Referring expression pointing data
----------

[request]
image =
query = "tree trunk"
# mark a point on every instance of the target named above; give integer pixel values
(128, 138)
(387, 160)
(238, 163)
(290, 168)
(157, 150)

----------

Reproduce the data in full. Nothing in it may be altered.

[request]
image =
query = "tree trunk"
# mark a point on every instance of the target named above; give integer pixel values
(128, 138)
(387, 160)
(238, 163)
(290, 168)
(157, 150)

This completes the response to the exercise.